A run of records:
+ + +
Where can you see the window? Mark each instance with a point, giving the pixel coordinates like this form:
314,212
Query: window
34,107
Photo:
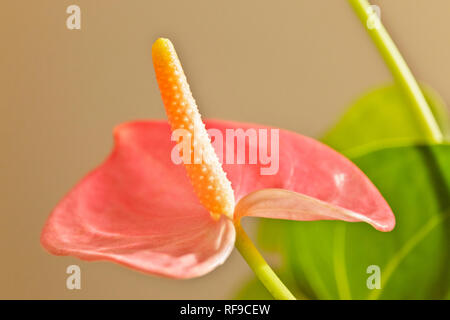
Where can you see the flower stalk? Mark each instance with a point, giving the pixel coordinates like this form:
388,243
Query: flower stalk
399,69
260,267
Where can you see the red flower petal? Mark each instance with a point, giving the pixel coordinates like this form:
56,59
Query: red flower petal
139,209
312,169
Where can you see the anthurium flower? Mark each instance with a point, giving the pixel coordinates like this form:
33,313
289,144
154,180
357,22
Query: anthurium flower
142,210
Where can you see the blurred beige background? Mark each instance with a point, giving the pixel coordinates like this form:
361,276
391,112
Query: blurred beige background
293,64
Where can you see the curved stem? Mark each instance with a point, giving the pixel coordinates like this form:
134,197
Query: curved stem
260,267
398,68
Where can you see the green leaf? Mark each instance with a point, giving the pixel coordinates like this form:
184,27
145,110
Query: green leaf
332,257
329,259
383,115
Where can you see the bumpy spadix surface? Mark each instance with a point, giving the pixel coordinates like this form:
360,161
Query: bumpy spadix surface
203,167
138,208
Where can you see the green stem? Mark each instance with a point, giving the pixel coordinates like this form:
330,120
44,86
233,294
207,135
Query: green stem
260,267
399,69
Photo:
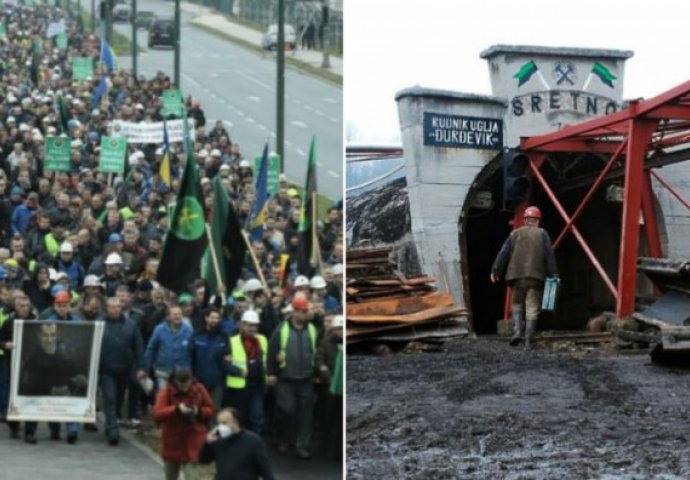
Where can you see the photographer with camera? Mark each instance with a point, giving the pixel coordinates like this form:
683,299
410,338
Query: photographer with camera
183,407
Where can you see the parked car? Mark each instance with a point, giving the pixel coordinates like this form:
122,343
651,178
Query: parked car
122,11
162,32
144,19
269,41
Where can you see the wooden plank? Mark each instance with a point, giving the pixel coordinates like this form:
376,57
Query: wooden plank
401,306
430,314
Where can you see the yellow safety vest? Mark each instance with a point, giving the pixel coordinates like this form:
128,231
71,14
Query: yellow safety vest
239,359
285,334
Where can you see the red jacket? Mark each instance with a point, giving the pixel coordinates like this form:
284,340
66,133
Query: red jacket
182,436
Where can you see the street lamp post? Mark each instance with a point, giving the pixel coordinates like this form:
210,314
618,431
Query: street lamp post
326,43
177,44
280,87
133,19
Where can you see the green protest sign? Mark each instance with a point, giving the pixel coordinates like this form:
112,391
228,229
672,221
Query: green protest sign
82,68
58,154
273,173
172,103
61,41
113,151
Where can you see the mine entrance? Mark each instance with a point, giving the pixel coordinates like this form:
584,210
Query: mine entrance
485,224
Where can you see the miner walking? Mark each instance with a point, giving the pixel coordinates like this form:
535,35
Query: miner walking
525,260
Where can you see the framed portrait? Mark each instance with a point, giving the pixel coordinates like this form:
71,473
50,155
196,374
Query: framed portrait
55,371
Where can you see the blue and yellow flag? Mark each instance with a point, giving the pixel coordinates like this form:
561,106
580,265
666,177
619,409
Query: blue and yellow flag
257,219
107,56
165,162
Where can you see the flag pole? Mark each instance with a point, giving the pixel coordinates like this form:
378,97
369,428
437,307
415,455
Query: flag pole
255,261
214,259
315,235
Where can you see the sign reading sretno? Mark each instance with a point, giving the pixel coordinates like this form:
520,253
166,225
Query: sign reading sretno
452,131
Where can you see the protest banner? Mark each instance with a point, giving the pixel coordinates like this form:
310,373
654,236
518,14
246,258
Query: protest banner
55,371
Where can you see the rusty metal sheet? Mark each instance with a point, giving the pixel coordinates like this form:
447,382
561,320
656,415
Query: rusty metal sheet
401,306
430,314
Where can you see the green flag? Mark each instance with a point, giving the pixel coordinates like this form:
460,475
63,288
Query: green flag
58,154
186,239
603,73
306,259
227,241
526,72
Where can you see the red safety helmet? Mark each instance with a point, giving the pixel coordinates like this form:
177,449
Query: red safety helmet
532,212
300,302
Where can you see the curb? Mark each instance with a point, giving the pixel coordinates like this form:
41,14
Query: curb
297,64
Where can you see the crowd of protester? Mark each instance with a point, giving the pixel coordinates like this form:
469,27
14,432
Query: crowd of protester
85,245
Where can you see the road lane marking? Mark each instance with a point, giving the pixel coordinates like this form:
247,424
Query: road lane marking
254,80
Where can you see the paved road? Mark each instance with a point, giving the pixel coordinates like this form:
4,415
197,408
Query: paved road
93,458
238,85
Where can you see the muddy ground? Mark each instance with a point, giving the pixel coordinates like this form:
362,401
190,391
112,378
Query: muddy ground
481,409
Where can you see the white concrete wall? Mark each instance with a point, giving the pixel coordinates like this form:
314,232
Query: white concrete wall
438,179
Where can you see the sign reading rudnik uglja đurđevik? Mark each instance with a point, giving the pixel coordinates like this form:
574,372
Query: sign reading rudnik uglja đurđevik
453,131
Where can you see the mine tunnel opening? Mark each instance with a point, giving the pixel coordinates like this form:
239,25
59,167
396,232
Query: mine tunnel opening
485,224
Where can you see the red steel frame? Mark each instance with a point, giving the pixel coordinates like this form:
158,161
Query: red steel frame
644,126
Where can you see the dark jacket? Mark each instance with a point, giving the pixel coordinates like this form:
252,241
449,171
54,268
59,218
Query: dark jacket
241,456
208,349
526,253
122,349
299,354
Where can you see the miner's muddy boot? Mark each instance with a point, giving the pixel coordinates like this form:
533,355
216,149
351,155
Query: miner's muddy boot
529,333
517,327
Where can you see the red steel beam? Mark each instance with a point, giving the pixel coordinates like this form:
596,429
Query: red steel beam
640,109
670,188
590,193
651,221
576,232
638,138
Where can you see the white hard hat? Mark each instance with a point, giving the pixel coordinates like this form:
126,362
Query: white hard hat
337,321
92,281
317,281
250,316
252,285
113,259
287,309
60,276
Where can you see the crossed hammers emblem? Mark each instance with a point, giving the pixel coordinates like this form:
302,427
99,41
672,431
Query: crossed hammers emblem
564,71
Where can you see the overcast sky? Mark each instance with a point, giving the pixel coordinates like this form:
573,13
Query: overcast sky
391,45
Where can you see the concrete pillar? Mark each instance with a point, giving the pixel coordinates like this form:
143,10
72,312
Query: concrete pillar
448,137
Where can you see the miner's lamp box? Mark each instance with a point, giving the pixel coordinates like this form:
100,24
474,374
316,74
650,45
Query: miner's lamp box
551,286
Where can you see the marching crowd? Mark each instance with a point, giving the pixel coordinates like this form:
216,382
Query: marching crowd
82,245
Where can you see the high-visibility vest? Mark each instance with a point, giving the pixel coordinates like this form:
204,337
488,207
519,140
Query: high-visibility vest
239,359
285,334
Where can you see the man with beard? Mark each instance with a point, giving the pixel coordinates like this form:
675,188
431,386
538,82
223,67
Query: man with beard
50,370
209,349
23,310
121,355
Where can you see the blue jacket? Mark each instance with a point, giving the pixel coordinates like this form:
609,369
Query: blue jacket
121,350
20,219
168,349
208,350
74,271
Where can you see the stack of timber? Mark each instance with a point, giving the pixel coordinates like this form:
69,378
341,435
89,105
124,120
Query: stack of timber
384,305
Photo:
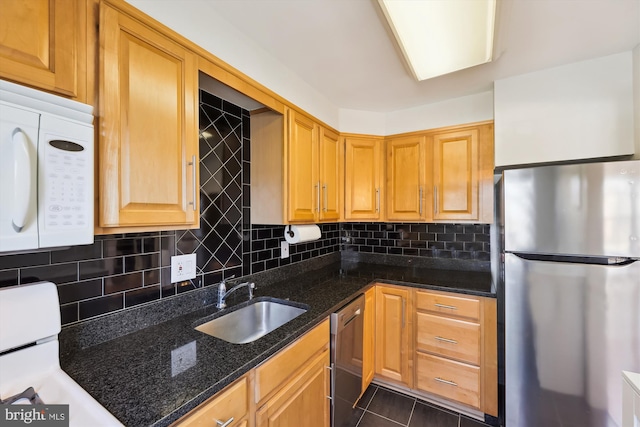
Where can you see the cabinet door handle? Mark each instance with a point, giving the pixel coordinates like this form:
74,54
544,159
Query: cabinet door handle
435,197
326,197
193,165
440,380
225,423
450,307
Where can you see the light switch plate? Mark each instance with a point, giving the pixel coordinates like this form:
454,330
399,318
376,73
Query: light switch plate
183,267
284,249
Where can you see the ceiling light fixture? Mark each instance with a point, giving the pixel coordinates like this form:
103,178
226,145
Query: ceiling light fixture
442,36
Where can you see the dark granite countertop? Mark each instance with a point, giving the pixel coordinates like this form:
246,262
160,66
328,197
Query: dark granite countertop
131,376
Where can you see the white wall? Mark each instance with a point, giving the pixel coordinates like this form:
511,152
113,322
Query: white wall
468,109
219,37
636,98
577,111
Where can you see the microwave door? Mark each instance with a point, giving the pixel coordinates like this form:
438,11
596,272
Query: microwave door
65,188
18,179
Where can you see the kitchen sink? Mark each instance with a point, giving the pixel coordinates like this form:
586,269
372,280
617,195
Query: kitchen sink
253,321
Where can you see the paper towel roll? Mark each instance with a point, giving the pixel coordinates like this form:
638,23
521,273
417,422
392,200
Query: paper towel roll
301,233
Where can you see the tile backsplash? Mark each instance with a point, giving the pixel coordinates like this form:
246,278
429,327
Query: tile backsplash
462,241
122,271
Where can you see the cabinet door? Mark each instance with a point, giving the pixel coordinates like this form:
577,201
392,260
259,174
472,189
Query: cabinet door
302,401
148,158
406,179
363,178
303,182
455,175
329,175
39,43
231,403
392,334
368,338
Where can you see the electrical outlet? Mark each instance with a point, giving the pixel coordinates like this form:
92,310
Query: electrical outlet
183,267
182,358
284,249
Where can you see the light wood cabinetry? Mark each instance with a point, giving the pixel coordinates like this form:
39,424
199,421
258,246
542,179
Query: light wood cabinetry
43,43
407,179
313,171
455,348
462,174
302,400
292,387
369,338
232,405
441,175
148,152
364,178
296,173
393,348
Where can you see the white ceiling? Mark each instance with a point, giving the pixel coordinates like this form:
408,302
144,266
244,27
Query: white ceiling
342,48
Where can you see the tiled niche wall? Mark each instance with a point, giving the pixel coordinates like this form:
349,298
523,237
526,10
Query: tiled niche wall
224,179
462,241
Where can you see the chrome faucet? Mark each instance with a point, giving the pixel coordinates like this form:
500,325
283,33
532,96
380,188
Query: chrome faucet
222,292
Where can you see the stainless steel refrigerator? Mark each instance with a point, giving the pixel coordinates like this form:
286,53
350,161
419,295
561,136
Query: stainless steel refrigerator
571,292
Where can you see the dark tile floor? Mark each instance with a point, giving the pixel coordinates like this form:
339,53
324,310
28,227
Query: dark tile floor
380,407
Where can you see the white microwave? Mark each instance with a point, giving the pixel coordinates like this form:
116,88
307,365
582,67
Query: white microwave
46,170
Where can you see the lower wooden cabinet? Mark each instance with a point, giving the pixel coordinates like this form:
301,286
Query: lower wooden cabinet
231,405
440,345
392,334
302,401
368,338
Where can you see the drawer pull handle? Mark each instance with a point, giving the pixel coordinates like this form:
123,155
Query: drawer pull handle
447,340
224,424
450,307
440,380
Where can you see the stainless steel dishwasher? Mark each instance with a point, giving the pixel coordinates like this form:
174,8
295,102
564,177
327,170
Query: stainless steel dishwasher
346,362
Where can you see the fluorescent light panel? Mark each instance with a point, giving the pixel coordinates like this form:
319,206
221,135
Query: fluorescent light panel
442,36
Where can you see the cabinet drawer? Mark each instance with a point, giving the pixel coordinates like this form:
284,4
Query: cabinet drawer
277,369
457,339
232,402
453,380
450,305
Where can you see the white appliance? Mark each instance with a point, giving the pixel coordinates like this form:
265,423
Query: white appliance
46,170
30,370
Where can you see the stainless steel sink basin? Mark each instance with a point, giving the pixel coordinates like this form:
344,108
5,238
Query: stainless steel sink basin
249,323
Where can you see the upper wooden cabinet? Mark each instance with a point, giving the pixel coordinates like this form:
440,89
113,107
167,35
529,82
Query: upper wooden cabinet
43,44
313,171
330,156
148,152
295,169
442,175
364,173
462,174
407,178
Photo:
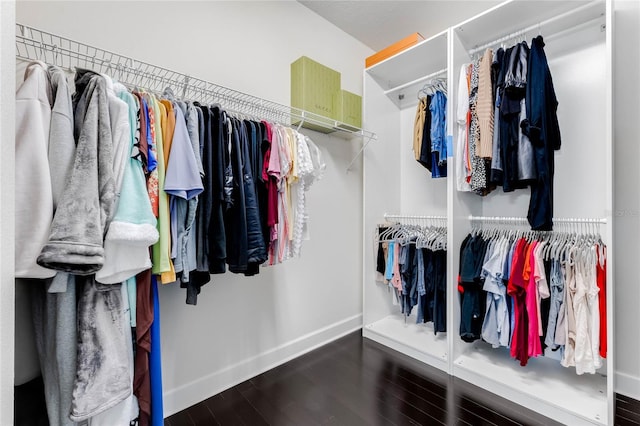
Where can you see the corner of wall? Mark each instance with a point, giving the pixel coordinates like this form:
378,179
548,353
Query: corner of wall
7,137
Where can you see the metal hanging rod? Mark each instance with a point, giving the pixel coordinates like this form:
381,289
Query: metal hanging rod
33,44
538,26
412,217
523,220
416,81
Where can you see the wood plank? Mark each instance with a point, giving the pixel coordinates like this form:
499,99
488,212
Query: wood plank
355,381
182,418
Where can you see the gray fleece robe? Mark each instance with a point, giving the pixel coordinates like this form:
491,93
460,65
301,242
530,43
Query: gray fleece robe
87,205
54,311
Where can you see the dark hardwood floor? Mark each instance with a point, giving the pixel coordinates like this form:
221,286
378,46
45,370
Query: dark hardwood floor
354,381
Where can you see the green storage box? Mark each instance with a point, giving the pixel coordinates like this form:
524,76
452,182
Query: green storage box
314,88
349,110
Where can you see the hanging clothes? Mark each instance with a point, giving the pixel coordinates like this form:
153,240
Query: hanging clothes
505,147
515,278
463,169
414,266
542,128
140,189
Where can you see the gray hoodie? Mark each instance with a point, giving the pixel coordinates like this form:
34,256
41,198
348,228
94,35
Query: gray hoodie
87,205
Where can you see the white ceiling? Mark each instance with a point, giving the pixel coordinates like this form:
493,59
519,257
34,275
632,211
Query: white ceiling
378,24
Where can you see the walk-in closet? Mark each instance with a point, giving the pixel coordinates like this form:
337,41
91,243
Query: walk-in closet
445,232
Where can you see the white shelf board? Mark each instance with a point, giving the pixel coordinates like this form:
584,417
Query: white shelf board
543,385
415,340
420,60
499,21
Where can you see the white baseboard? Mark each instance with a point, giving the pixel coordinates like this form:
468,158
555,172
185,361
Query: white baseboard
189,394
628,385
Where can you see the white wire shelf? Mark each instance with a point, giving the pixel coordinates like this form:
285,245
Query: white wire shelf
34,44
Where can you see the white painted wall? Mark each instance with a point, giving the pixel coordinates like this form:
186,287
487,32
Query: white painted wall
7,137
626,116
241,325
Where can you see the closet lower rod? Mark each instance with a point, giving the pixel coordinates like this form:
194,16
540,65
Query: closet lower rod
523,220
409,217
533,27
416,81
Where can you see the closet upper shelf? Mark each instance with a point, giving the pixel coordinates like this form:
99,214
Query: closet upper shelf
34,44
534,17
404,74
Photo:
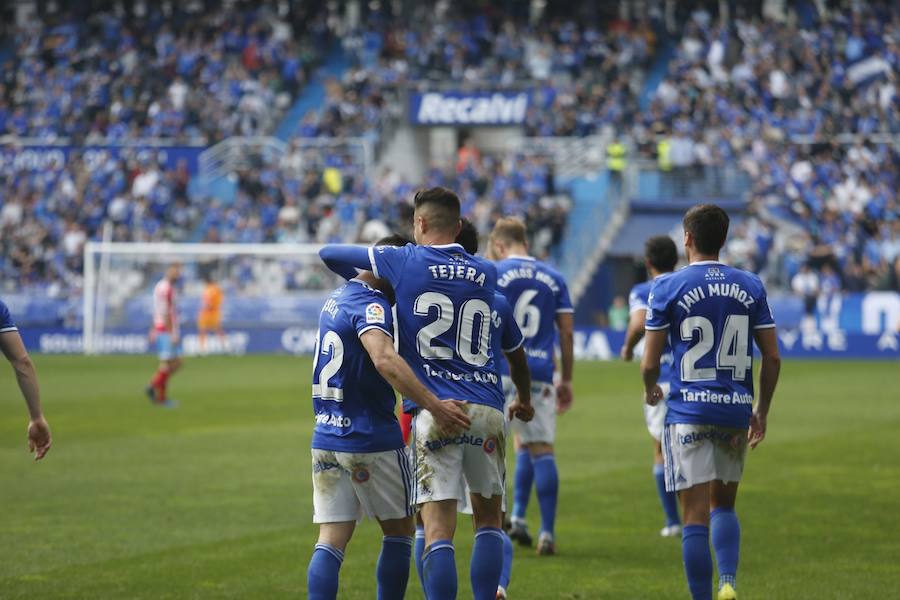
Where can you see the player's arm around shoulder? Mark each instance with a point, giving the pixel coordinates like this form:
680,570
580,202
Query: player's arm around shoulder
448,414
39,438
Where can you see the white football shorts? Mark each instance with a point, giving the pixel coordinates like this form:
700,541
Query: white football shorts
449,467
348,485
656,415
695,454
542,428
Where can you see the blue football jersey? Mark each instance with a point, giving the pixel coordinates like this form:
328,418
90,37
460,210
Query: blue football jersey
505,337
638,300
6,322
711,311
537,294
444,297
353,404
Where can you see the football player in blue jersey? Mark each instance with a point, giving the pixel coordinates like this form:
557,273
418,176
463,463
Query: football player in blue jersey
360,464
710,314
444,304
39,439
660,257
541,306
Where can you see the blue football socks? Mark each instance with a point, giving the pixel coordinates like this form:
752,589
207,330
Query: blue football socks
506,572
322,574
392,571
669,500
546,482
487,563
697,561
439,571
726,537
524,478
418,551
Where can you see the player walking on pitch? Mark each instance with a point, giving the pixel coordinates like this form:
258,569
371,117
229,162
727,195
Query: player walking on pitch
708,311
444,298
166,333
209,319
360,463
541,305
660,257
39,439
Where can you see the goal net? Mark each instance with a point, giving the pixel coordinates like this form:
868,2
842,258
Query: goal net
+ + +
YOUR INSTRUCTIONS:
Quote verbatim the line containing "Where can you see the blue football jersey?" and every line after it through the end of the records above.

ANSWER TO THE EXERCISE:
Where can you see the blue football jersey? Mark each instance with a point, giving the pixel coordinates like this form:
328,418
90,37
460,210
Query: blue football jersey
505,337
638,300
6,322
711,311
537,294
444,297
353,404
Where can you see the football player in blue jersey? Mark each instance with a point, giving the pixel coordinates like this form:
557,273
418,176
463,463
Query: football player in blue jersey
360,464
710,314
444,304
39,439
660,257
541,306
Where can you see the blue football socks? Mark each instance with a point, giving the pixel coordinates like this form:
752,589
207,330
Query: blue football socks
506,572
322,574
392,571
669,500
546,482
487,563
697,561
439,571
726,537
524,478
418,551
Where can you see the player walking on pitch? Mark each instance with a point, giving the pixel coordinates like this form:
258,569
371,117
229,162
727,195
Query: player walking on pitch
708,311
444,298
166,333
209,319
360,463
541,305
660,257
39,439
Where can you see the goal net? Mark each instance with a point, giving the pixel coordinates like this form:
868,2
842,258
Query: goal net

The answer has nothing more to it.